WORK REQUIRED:
Lay out every line of the records below as a Markdown table with the columns "Row" and "Line". Number each line in order, and leave out the blank lines.

══ DATA FOR PROCESSING ══

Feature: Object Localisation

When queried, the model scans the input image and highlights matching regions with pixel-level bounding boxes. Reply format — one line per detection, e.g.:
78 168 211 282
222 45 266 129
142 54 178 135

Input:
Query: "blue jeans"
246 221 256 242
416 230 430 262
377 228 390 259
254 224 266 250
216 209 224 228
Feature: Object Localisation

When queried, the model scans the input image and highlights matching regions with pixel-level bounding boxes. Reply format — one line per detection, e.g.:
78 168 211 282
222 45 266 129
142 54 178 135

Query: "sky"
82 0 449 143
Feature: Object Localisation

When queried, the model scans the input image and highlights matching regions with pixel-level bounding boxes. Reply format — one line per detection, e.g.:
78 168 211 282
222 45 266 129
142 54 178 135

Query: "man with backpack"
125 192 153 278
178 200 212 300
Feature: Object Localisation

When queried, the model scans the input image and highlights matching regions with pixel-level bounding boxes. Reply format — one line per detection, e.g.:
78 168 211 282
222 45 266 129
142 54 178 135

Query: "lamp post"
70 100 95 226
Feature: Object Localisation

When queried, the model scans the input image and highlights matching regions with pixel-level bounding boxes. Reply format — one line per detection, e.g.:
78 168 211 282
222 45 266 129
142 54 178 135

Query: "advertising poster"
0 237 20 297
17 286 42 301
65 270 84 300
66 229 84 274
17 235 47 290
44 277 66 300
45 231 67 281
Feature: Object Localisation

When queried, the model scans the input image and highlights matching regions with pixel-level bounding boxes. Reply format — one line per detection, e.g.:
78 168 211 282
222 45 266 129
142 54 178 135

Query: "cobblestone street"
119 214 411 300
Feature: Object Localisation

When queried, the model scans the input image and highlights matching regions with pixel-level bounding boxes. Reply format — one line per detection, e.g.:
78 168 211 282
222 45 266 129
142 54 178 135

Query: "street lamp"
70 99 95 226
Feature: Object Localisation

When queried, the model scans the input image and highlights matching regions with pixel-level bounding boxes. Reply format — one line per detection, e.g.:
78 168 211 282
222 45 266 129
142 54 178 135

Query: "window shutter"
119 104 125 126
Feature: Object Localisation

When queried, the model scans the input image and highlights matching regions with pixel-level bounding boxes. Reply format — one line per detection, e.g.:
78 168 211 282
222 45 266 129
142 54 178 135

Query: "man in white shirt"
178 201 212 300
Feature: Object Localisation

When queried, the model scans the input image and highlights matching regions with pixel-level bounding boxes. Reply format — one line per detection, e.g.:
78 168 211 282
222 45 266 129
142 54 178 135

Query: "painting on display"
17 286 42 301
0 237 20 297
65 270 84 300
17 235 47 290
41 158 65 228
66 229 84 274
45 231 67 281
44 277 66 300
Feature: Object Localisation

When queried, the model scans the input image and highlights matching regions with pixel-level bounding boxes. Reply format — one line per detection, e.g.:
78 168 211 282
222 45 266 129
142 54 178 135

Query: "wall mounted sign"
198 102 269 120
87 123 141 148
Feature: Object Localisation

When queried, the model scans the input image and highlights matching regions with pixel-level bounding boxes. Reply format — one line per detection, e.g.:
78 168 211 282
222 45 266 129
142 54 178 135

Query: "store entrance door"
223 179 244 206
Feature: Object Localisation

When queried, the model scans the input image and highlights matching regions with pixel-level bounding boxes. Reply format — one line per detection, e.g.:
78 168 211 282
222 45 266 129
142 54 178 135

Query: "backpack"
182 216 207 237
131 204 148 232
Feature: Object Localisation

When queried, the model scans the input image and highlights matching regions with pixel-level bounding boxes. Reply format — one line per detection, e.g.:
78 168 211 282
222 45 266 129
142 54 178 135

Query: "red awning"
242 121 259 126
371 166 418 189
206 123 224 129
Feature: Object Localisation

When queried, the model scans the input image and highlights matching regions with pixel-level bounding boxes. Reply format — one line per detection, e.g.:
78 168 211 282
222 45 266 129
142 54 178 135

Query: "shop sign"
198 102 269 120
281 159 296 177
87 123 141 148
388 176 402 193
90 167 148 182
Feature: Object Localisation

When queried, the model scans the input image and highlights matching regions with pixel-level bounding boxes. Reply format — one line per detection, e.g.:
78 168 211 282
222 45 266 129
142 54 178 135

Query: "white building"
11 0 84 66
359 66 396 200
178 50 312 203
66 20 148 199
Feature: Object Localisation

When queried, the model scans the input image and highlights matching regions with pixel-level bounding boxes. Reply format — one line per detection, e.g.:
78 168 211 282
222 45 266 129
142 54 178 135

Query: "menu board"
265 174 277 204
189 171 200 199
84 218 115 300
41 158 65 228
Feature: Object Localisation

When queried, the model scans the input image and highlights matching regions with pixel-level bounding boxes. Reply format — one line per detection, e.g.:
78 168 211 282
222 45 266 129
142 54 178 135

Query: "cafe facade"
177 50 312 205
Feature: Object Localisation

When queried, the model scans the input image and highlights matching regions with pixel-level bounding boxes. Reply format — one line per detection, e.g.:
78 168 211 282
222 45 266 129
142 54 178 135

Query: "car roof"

═══

RESULT OF THE EXERCISE:
| Row | Line |
|---|---|
| 1 | Feature: Object Localisation |
| 2 | When queried, the model scans the input image and highlights matching regions with pixel-level bounding boxes. Reply format — one line per detection, e.g.: |
| 3 | 78 168 211 282 |
| 4 | 222 45 266 129 |
| 5 | 142 54 178 135 |
| 6 | Input: |
| 7 | Query: "blue jeans" |
| 8 | 246 221 256 242 |
| 9 | 416 230 430 262 |
| 10 | 377 228 390 259 |
| 11 | 254 224 266 250 |
| 12 | 216 209 224 228 |
| 13 | Feature: Object Localisation |
| 14 | When queried, the model scans the input image and highlights matching regions with pixel-level bounding boxes. Reply format — one line per detection, e.g.: |
| 15 | 78 168 211 282 |
| 16 | 222 45 266 129 |
| 17 | 142 54 178 135 |
| 18 | Query: "sky" |
| 19 | 82 0 449 143 |
| 20 | Feature: Object Localisation |
| 21 | When queried, the model scans the input image and highlights matching regions with pixel-level bounding boxes. Reply format — one line per detection, e.g.: |
| 22 | 78 168 211 282 |
| 23 | 222 45 266 129 |
| 24 | 142 54 178 135 |
| 25 | Query: "man with backpack" |
| 26 | 125 192 153 278 |
| 27 | 178 200 212 300 |
| 28 | Feature: Object Localisation |
| 29 | When queried, the model scans the input image and highlights matching regions with pixel-level bounding boxes. Reply format — one line per detection, e.g.: |
| 30 | 78 168 211 282 |
| 31 | 222 45 266 129 |
| 32 | 142 54 178 135 |
| 33 | Query: "lamp post" |
| 34 | 70 100 95 226 |
| 35 | Feature: Object Localisation |
| 36 | When queried, the model scans the input image and highlights matching regions with pixel-level bounding boxes. Reply format — one line per detection, e.g.: |
| 37 | 78 168 211 282 |
| 38 | 222 45 266 129 |
| 39 | 142 54 178 135 |
| 40 | Query: "advertising poster" |
| 41 | 0 237 20 297 |
| 42 | 17 286 42 301 |
| 43 | 65 270 84 300 |
| 44 | 66 229 84 274 |
| 45 | 17 235 47 290 |
| 46 | 44 277 66 300 |
| 47 | 45 231 67 281 |
| 48 | Feature: Object Localisation |
| 49 | When queried, the model scans the input image and highlights matching regions with pixel-level bounding boxes. Reply format — one line per detection, e.g.: |
| 50 | 78 168 211 282 |
| 51 | 222 45 266 129 |
| 52 | 142 54 178 135 |
| 53 | Query: "cobblestone street" |
| 54 | 119 214 411 300 |
| 55 | Feature: Object Localisation |
| 56 | When queried, the model scans the input image and highlights matching regions with pixel-level bounding boxes. Reply format — one line per detection, e.g.: |
| 57 | 78 168 211 282 |
| 58 | 222 45 266 129 |
| 59 | 142 54 178 135 |
| 60 | Query: "street lamp" |
| 61 | 70 99 95 226 |
| 62 | Feature: Object Localisation |
| 63 | When queried, the model scans the input image and highlights matching regions with pixel-level bounding boxes. Reply format — one line per detection, e.g.: |
| 64 | 78 168 211 282 |
| 65 | 222 45 266 129 |
| 66 | 142 54 178 135 |
| 67 | Query: "window shutter" |
| 68 | 119 104 125 126 |
| 69 | Feature: Object Localisation |
| 70 | When queried, the model scans the input image and highlights matching regions with pixel-level bounding boxes. Reply format — one line per detection, e.g.: |
| 71 | 78 168 211 282 |
| 72 | 222 45 266 129 |
| 73 | 142 54 178 135 |
| 74 | Query: "man in white shirt" |
| 75 | 178 201 212 300 |
| 76 | Feature: Object Localisation |
| 77 | When queried, the model scans the input image and highlights matching regions with pixel-level bounding boxes. Reply format — one line per detection, e.g.: |
| 78 | 78 168 211 282 |
| 79 | 222 45 266 129 |
| 80 | 142 54 178 135 |
| 81 | Query: "painting on display" |
| 82 | 17 286 42 301 |
| 83 | 0 237 20 297 |
| 84 | 65 270 84 300 |
| 85 | 17 235 47 290 |
| 86 | 41 158 65 228 |
| 87 | 66 229 84 274 |
| 88 | 45 231 67 281 |
| 89 | 44 277 66 300 |
| 90 | Feature: Object Localisation |
| 91 | When queried, the model scans the input image and highlights matching regions with pixel-level bounding boxes. Reply format — one line per detection, e.g.: |
| 92 | 78 168 211 282 |
| 93 | 222 45 266 129 |
| 94 | 142 54 178 135 |
| 95 | Query: "wall mounted sign" |
| 96 | 198 102 269 120 |
| 97 | 87 123 141 148 |
| 98 | Feature: Object Localisation |
| 99 | When queried, the model scans the input image and highlights matching regions with pixel-level bounding boxes. Reply format — one line per detection, e.g.: |
| 100 | 78 168 211 282 |
| 101 | 222 45 266 129 |
| 102 | 142 54 178 135 |
| 103 | Query: "store entrance door" |
| 104 | 223 179 244 206 |
| 105 | Feature: Object Localisation |
| 106 | When queried, the model scans the input image and highlights matching regions with pixel-level bounding boxes. Reply format — one line per detection, e.g.: |
| 107 | 78 168 211 282 |
| 108 | 222 45 266 129 |
| 109 | 142 54 178 135 |
| 110 | Query: "backpack" |
| 111 | 182 216 207 237 |
| 112 | 131 204 148 232 |
| 113 | Feature: Object Localisation |
| 114 | When queried, the model scans the input image and highlights matching regions with pixel-level bounding boxes. Reply format — one line per detection, e.g.: |
| 115 | 78 168 211 282 |
| 116 | 222 45 266 129 |
| 117 | 142 54 178 135 |
| 118 | Query: "red awning" |
| 119 | 242 121 259 126 |
| 120 | 371 166 418 189 |
| 121 | 206 123 224 129 |
| 122 | Feature: Object Localisation |
| 123 | When queried, the model scans the input image and highlights matching regions with pixel-level bounding boxes. Reply format — one line per detection, e.g.: |
| 124 | 78 168 211 282 |
| 125 | 222 45 266 129 |
| 126 | 142 54 178 135 |
| 127 | Query: "shop sign" |
| 128 | 198 102 269 120 |
| 129 | 281 159 296 177 |
| 130 | 87 123 141 148 |
| 131 | 388 176 402 193 |
| 132 | 90 167 148 182 |
| 133 | Feature: Object Localisation |
| 134 | When queried, the model scans the input image and highlights matching regions with pixel-level bounding boxes. Reply format — one line per detection, e.g.: |
| 135 | 78 168 211 282 |
| 136 | 222 45 266 129 |
| 137 | 142 54 178 135 |
| 138 | Query: "white building" |
| 139 | 11 0 84 66 |
| 140 | 359 66 396 200 |
| 141 | 178 50 312 203 |
| 142 | 66 20 148 199 |
| 143 | Feature: Object Localisation |
| 144 | When queried, the model scans the input image and highlights matching regions with pixel-level bounding boxes. Reply format — one line per detection, e.g.: |
| 145 | 78 168 211 282 |
| 146 | 222 45 266 129 |
| 147 | 142 54 178 135 |
| 148 | Query: "menu board" |
| 149 | 265 174 277 204 |
| 150 | 189 171 200 199 |
| 151 | 84 218 115 300 |
| 152 | 41 158 65 228 |
| 153 | Feature: Object Localisation |
| 154 | When queried, the model scans the input image and highlights matching regions with pixel-level bounding boxes. Reply format — one line per detection, e.g.: |
| 155 | 78 168 211 282 |
| 156 | 222 45 266 129 |
| 157 | 142 54 178 135 |
| 158 | Query: "cafe facade" |
| 159 | 177 50 312 205 |
| 160 | Feature: Object Localisation |
| 161 | When queried, the model scans the input image and highlights matching regions with pixel-level bounding boxes. Reply format — one line per detection, e.g.: |
| 162 | 78 168 211 282 |
| 163 | 222 45 266 129 |
| 164 | 142 54 178 135 |
| 165 | Query: "car roof" |